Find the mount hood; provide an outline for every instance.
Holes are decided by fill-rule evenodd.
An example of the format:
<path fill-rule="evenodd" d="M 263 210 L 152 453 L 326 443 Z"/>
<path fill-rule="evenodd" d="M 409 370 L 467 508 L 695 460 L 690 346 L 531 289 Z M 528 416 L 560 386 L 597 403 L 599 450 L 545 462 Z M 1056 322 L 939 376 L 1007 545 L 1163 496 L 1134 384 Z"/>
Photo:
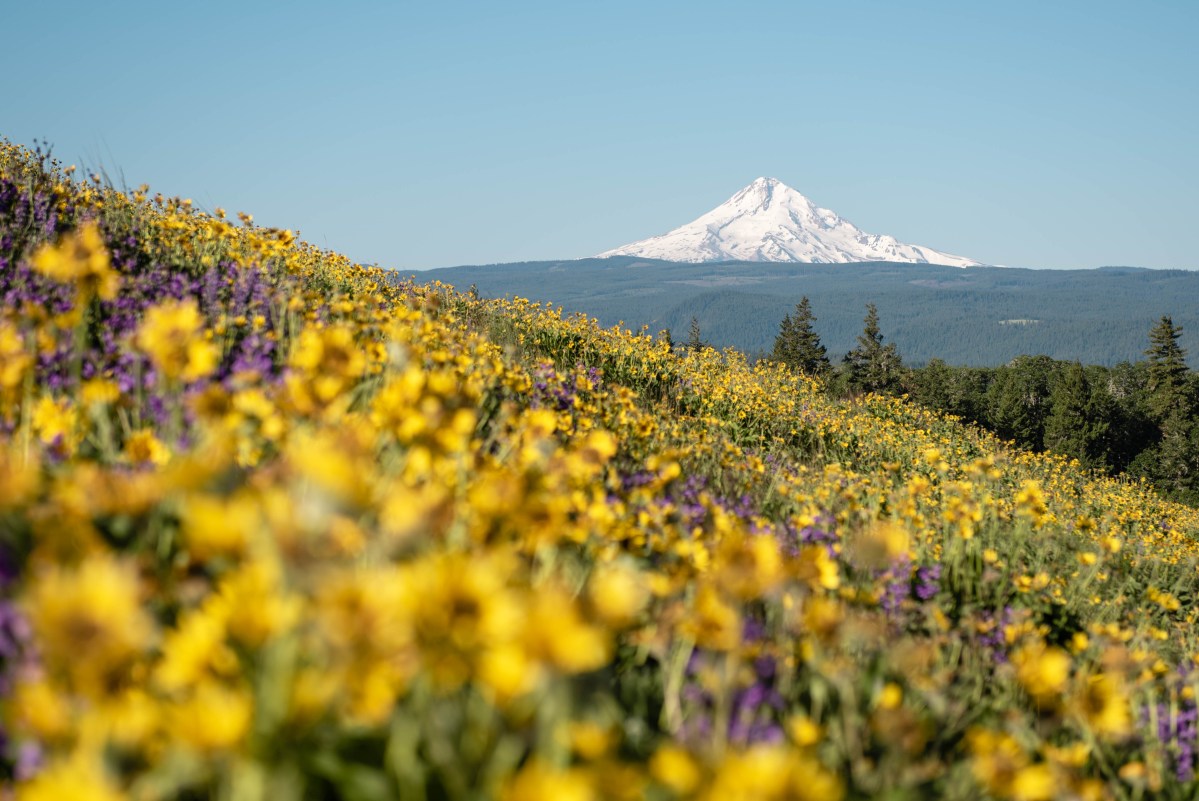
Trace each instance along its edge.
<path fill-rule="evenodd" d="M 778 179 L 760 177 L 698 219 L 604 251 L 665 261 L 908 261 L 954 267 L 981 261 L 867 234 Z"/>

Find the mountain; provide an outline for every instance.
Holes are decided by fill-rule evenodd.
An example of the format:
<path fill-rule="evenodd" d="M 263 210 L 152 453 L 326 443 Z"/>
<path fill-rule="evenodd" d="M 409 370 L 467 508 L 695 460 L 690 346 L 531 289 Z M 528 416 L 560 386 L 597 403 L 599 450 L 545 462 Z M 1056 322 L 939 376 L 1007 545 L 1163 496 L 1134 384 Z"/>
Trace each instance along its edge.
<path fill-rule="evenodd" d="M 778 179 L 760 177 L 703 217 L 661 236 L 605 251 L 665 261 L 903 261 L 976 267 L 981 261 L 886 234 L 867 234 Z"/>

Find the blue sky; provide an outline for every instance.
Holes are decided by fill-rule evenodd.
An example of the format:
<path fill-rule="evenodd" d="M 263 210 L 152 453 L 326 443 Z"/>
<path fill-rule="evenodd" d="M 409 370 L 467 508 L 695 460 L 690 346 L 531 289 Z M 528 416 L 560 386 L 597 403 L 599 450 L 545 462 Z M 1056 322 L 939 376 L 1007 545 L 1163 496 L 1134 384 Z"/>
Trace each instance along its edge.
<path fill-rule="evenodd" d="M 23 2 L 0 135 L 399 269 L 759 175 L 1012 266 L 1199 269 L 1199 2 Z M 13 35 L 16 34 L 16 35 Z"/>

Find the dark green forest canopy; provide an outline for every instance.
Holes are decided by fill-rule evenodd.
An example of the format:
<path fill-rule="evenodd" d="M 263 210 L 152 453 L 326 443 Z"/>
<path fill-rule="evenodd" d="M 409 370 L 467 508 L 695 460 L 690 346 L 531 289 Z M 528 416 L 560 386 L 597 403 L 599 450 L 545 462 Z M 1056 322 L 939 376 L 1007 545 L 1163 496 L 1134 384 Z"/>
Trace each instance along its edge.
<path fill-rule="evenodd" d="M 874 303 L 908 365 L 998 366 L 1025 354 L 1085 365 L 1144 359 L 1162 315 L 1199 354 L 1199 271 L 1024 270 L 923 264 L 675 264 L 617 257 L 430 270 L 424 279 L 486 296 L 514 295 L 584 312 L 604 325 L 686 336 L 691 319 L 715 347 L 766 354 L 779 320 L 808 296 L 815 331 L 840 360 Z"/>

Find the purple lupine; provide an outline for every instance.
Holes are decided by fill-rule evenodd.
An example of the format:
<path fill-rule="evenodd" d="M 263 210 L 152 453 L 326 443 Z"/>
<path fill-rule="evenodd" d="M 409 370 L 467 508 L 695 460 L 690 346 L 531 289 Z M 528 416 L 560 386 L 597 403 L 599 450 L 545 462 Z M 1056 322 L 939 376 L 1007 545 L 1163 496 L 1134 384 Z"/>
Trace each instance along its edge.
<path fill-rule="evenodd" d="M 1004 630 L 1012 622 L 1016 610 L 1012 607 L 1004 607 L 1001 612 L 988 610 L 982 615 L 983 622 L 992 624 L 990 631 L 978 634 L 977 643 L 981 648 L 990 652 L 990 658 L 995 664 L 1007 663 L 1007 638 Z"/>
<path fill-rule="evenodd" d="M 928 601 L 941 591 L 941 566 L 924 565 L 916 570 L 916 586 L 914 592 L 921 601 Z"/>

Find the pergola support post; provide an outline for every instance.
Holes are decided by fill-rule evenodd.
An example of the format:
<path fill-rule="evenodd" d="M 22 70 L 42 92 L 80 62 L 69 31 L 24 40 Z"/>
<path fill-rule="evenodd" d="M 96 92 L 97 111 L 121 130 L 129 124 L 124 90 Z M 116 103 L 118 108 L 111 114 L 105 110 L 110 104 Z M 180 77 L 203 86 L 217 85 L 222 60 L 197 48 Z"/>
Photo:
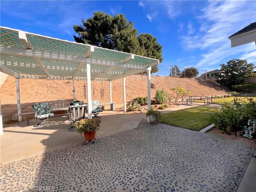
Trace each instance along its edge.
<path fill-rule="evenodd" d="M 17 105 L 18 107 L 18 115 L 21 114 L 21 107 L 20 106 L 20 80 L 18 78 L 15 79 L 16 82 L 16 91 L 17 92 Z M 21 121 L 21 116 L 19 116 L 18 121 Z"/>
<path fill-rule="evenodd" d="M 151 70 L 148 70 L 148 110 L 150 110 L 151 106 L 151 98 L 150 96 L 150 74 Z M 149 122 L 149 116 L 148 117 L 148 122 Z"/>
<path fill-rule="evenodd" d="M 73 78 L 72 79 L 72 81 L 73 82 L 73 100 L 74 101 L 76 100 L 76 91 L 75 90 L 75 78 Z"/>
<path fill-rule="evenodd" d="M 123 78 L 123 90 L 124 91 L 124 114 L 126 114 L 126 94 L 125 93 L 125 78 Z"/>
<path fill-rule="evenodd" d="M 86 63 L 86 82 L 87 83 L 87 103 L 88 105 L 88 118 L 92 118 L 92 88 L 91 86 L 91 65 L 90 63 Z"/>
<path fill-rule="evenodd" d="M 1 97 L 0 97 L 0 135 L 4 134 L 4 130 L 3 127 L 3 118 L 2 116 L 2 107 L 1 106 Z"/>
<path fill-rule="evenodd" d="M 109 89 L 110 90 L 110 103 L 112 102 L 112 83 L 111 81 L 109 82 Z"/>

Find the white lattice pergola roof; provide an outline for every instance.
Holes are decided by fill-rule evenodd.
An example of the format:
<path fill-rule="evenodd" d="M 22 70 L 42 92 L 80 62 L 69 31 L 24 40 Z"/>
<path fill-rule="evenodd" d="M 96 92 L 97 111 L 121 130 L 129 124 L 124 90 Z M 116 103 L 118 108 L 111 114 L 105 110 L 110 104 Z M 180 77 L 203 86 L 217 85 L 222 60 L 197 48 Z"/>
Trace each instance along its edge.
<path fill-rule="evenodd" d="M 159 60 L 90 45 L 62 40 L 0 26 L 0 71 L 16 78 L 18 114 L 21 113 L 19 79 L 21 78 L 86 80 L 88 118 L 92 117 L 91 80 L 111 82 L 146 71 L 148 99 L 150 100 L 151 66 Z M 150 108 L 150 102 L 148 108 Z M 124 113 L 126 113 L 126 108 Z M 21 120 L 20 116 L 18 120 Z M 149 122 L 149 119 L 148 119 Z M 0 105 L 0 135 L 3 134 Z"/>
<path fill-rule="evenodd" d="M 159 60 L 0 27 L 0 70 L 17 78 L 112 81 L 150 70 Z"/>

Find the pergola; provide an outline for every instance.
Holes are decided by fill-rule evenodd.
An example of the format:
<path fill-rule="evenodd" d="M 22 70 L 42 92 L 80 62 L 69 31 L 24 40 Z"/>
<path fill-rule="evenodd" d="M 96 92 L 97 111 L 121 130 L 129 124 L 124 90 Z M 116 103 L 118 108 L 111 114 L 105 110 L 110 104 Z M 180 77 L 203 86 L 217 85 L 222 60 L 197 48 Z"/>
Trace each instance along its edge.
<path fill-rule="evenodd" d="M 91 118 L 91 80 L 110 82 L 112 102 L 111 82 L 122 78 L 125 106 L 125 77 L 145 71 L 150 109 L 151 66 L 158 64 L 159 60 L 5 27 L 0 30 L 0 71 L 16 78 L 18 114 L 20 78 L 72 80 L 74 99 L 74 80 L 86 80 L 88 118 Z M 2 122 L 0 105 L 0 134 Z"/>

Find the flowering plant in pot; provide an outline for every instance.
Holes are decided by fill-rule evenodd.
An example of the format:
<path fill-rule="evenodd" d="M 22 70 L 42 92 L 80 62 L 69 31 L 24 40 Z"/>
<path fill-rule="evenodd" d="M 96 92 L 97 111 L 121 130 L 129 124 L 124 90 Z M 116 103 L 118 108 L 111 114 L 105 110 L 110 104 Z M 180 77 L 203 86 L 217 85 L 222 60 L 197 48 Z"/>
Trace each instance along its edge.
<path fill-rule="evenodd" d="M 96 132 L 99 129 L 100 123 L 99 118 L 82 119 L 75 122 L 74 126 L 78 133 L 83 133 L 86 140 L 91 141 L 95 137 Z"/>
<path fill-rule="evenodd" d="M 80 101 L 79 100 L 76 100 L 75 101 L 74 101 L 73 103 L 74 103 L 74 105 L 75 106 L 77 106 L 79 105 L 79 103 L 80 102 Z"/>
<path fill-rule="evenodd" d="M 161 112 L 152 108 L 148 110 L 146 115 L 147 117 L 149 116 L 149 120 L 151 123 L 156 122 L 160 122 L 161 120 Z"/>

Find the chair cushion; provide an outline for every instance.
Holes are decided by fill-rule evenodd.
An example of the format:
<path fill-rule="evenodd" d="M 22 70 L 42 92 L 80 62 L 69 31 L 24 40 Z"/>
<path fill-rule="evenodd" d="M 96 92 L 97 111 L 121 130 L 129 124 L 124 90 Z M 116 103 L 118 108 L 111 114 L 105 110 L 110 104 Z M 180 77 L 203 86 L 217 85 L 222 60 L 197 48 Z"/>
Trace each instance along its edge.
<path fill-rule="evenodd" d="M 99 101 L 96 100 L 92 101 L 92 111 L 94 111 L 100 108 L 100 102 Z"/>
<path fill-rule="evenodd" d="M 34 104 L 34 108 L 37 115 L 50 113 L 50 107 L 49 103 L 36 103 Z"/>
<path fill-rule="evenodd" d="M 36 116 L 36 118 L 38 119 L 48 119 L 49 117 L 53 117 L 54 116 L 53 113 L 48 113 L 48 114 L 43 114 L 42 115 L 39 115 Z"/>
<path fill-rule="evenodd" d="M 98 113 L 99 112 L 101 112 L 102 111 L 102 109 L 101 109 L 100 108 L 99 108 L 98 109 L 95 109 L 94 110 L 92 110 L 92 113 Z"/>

________

# WHAT YOU HAVE TO DO:
Recast the material, from its first line through the line containing "0 135 L 399", as a JSON list of strings with one string per line. Skip blank lines and leave out the pictures.

# ANSWER FOR THIS EXERCISE:
[
  "Find the mount hood; provide an outline for every instance.",
  "Holes are decided by fill-rule evenodd.",
  "An example of the format:",
  "<path fill-rule=\"evenodd\" d=\"M 263 210 L 152 453 L 326 443 Z\"/>",
  "<path fill-rule=\"evenodd\" d=\"M 409 370 L 467 508 L 695 460 L 690 346 L 531 289 Z M 528 416 L 560 386 L 597 403 L 599 450 L 545 462 Z M 1056 322 L 939 376 L 1007 545 L 1163 496 L 1134 384 Z\"/>",
  "Photo:",
  "Trace each instance along its edge.",
  "<path fill-rule=\"evenodd\" d=\"M 778 179 L 760 177 L 698 219 L 604 251 L 665 261 L 908 261 L 954 267 L 981 261 L 867 234 Z\"/>",
  "Find the mountain; provide an outline for every instance.",
  "Holes are decided by fill-rule evenodd.",
  "An example of the format:",
  "<path fill-rule=\"evenodd\" d=\"M 263 210 L 152 453 L 326 443 Z\"/>",
  "<path fill-rule=\"evenodd\" d=\"M 409 370 L 467 508 L 695 460 L 690 346 L 531 289 Z M 528 416 L 560 386 L 597 403 L 599 450 L 545 462 Z M 1056 322 L 939 376 L 1007 545 L 1163 496 L 1134 384 Z\"/>",
  "Trace each instance along its edge.",
  "<path fill-rule=\"evenodd\" d=\"M 778 179 L 760 177 L 703 217 L 661 236 L 605 251 L 665 261 L 903 261 L 976 267 L 981 261 L 886 234 L 867 234 Z\"/>",
  "Find the blue sky; provide an outline for every instance.",
  "Holes are decided by fill-rule evenodd.",
  "An example of the format:",
  "<path fill-rule=\"evenodd\" d=\"M 263 210 L 152 453 L 326 443 Z\"/>",
  "<path fill-rule=\"evenodd\" d=\"M 409 370 L 467 508 L 695 460 L 690 346 L 531 289 Z M 528 416 L 560 386 L 597 403 L 599 450 L 545 462 Z M 1056 322 L 939 376 L 1007 545 L 1163 496 L 1134 384 Z\"/>",
  "Trace each instance along its edge.",
  "<path fill-rule=\"evenodd\" d=\"M 23 2 L 0 135 L 399 269 L 759 175 L 1012 266 L 1199 269 L 1199 2 Z M 13 35 L 16 34 L 16 35 Z\"/>"
]